原始数据.
--

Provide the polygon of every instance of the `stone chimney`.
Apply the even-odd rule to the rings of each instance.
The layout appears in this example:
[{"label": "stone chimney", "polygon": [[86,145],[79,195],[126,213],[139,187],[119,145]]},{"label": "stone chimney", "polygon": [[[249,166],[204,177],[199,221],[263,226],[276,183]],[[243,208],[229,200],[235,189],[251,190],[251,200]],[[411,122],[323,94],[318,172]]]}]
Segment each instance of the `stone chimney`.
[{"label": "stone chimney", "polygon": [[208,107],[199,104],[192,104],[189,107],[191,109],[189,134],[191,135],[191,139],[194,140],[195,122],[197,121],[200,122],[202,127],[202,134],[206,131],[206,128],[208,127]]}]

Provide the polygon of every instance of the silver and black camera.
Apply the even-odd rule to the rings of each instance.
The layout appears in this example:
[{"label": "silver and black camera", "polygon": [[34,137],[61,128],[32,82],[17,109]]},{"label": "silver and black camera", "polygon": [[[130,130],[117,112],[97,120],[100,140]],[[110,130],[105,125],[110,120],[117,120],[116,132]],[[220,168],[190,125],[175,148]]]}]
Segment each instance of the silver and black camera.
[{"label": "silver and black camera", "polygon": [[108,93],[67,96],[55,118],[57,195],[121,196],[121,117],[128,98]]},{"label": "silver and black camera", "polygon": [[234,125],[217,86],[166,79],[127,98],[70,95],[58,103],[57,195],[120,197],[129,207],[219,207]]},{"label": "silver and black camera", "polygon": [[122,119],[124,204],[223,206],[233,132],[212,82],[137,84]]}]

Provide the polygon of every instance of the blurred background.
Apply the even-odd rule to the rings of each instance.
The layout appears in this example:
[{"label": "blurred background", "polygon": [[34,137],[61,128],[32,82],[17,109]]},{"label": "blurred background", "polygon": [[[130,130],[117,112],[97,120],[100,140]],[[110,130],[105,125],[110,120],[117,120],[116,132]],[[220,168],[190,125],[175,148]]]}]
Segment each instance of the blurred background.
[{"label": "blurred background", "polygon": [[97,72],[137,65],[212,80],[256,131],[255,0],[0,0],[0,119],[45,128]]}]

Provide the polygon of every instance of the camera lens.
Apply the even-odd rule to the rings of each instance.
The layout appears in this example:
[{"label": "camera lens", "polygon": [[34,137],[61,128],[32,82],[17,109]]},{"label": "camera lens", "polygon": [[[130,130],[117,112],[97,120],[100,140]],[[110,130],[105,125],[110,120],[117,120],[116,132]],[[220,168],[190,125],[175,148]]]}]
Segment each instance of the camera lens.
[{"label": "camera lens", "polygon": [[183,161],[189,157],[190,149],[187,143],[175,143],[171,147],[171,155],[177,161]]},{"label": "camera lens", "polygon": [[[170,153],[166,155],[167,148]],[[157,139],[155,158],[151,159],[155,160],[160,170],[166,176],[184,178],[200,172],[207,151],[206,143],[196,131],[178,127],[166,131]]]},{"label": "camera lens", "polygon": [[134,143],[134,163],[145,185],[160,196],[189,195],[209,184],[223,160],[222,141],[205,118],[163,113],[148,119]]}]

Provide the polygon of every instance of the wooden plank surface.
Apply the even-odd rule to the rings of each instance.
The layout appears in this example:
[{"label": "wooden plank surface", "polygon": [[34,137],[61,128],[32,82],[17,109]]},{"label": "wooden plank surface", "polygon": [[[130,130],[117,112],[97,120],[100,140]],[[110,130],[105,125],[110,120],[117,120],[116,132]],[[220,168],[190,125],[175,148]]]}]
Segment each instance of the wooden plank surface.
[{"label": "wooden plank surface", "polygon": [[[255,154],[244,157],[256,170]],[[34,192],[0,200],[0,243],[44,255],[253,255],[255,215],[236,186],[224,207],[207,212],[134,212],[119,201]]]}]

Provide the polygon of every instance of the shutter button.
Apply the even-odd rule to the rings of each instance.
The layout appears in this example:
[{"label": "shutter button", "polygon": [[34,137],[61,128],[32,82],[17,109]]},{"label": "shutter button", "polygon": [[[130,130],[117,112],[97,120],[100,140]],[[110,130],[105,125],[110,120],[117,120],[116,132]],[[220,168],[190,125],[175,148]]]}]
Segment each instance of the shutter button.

--

任务要求.
请将上方数据逐行原样摘录出来，一行都不要漏掉。

完成结果.
Provide the polygon of every instance of the `stone chimney`.
Apply the even-odd rule to the rings of each instance.
The layout appears in this example:
[{"label": "stone chimney", "polygon": [[86,145],[79,195],[126,213],[139,187],[119,145]]},{"label": "stone chimney", "polygon": [[[249,166],[204,177],[199,221],[263,226],[276,183]],[[243,208],[229,200],[235,189],[251,190],[251,200]],[[411,122],[323,94],[318,172]]]}]
Segment each instance of the `stone chimney`.
[{"label": "stone chimney", "polygon": [[208,107],[199,104],[192,104],[189,107],[191,109],[189,134],[191,135],[191,139],[194,140],[195,122],[197,121],[200,122],[202,127],[202,134],[206,131],[206,128],[208,127]]}]

Provide the polygon of every instance of the silver and black camera.
Apply the even-odd rule to the rings of each instance.
The layout appears in this example:
[{"label": "silver and black camera", "polygon": [[34,137],[61,128],[32,82],[17,109]]},{"label": "silver and black camera", "polygon": [[[130,130],[117,112],[97,120],[100,140]],[[110,130],[105,125],[110,120],[117,120],[116,132]],[[220,168],[190,125],[175,148]]]}]
Segment each instance of the silver and black camera.
[{"label": "silver and black camera", "polygon": [[108,93],[67,96],[55,118],[57,195],[121,196],[121,117],[128,98]]},{"label": "silver and black camera", "polygon": [[234,125],[217,86],[166,79],[127,98],[70,95],[58,103],[57,195],[120,197],[129,207],[219,207]]},{"label": "silver and black camera", "polygon": [[122,119],[124,204],[223,206],[233,132],[212,82],[137,84]]}]

Provide the polygon of every instance of the blurred background.
Apply the even-odd rule to the rings of each instance.
The layout appears in this example:
[{"label": "blurred background", "polygon": [[34,137],[61,128],[32,82],[17,109]]},{"label": "blurred background", "polygon": [[[130,130],[117,112],[97,120],[100,140]],[[110,130],[105,125],[110,120],[117,120],[116,132]],[[220,168],[190,125],[175,148]]]}]
Segment each instance of the blurred background.
[{"label": "blurred background", "polygon": [[97,72],[137,65],[212,80],[256,131],[255,0],[0,0],[0,119],[45,128]]}]

Provide the polygon of every instance of the camera lens.
Apply the even-odd rule to the rings of each instance.
The layout appears in this example:
[{"label": "camera lens", "polygon": [[34,137],[61,128],[32,82],[17,109]]},{"label": "camera lens", "polygon": [[[130,130],[117,112],[97,120],[100,140]],[[110,130],[105,125],[110,120],[117,120],[116,132]],[[220,168],[190,125],[175,148]]]}]
Segment each instance of the camera lens.
[{"label": "camera lens", "polygon": [[183,161],[189,157],[190,149],[187,143],[175,143],[171,147],[171,155],[177,161]]},{"label": "camera lens", "polygon": [[[170,153],[166,155],[167,148]],[[157,139],[155,158],[151,159],[155,160],[160,170],[166,176],[184,178],[200,172],[207,151],[206,143],[196,131],[178,127],[166,131]]]},{"label": "camera lens", "polygon": [[134,143],[134,163],[145,185],[160,196],[189,195],[209,184],[223,160],[222,141],[205,118],[163,113],[148,119]]}]

Provide the polygon of every instance of the wooden plank surface.
Apply the even-odd rule to the rings of each instance.
The layout appears in this example:
[{"label": "wooden plank surface", "polygon": [[34,137],[61,128],[32,82],[17,109]]},{"label": "wooden plank surface", "polygon": [[[130,130],[117,112],[97,120],[100,140]],[[110,130],[105,125],[110,120],[117,120],[116,132]],[[220,168],[190,125],[175,148]]]}]
Segment each instance of the wooden plank surface.
[{"label": "wooden plank surface", "polygon": [[[255,154],[244,157],[256,170]],[[34,192],[0,200],[0,243],[44,255],[253,255],[255,215],[236,186],[224,207],[207,212],[134,212],[119,201]]]}]

Provide the polygon of every instance of the shutter button.
Apply the even-odd rule to the rings of each instance.
The layout appears in this example:
[{"label": "shutter button", "polygon": [[34,137],[61,128],[32,82],[17,109]]},{"label": "shutter button", "polygon": [[[130,130],[117,112],[97,120],[100,140]],[[110,130],[105,125],[110,120],[117,120],[116,132]],[[220,168],[190,125],[175,148]]]}]
Segment each instance of the shutter button.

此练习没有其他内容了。